Extracted records
-- Opening Marker --
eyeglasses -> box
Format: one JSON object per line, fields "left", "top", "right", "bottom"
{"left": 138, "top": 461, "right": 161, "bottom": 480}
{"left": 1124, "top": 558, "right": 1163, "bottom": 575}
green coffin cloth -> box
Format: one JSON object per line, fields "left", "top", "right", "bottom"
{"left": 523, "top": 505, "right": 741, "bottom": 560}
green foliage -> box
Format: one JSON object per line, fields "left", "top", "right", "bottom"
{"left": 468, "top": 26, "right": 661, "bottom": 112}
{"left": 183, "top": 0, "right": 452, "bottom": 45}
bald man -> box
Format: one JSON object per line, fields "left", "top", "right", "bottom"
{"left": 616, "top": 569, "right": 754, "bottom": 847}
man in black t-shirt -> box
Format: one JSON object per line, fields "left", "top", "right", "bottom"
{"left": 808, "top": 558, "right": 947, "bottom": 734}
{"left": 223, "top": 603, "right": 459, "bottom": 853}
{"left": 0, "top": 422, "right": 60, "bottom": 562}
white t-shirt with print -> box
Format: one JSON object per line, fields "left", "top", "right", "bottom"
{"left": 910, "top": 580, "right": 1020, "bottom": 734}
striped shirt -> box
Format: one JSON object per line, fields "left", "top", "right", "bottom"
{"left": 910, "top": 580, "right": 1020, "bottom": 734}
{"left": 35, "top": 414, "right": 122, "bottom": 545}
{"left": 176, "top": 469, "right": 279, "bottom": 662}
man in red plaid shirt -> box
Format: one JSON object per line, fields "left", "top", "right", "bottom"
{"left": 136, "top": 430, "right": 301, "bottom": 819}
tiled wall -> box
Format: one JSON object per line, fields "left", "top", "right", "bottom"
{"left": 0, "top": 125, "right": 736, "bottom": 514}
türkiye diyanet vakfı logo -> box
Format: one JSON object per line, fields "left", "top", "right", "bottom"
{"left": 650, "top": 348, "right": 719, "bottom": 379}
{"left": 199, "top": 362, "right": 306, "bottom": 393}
-- Closing Marker --
:: Work required ::
Output all lines from the beginning of the data up to the line holding "bald man -> box", that line included, exactly as written.

:: Exercise output ::
eyeglasses -> box
Format: one JSON object per line, fields "left", "top", "right", "bottom"
{"left": 138, "top": 461, "right": 161, "bottom": 480}
{"left": 1124, "top": 558, "right": 1163, "bottom": 575}
green coffin cloth -> box
Format: one JSON object per line, fields "left", "top", "right", "bottom"
{"left": 523, "top": 505, "right": 741, "bottom": 560}
green foliage -> box
Format: one JSON object per line, fields "left", "top", "right", "bottom"
{"left": 468, "top": 26, "right": 661, "bottom": 112}
{"left": 183, "top": 0, "right": 452, "bottom": 45}
bald man -> box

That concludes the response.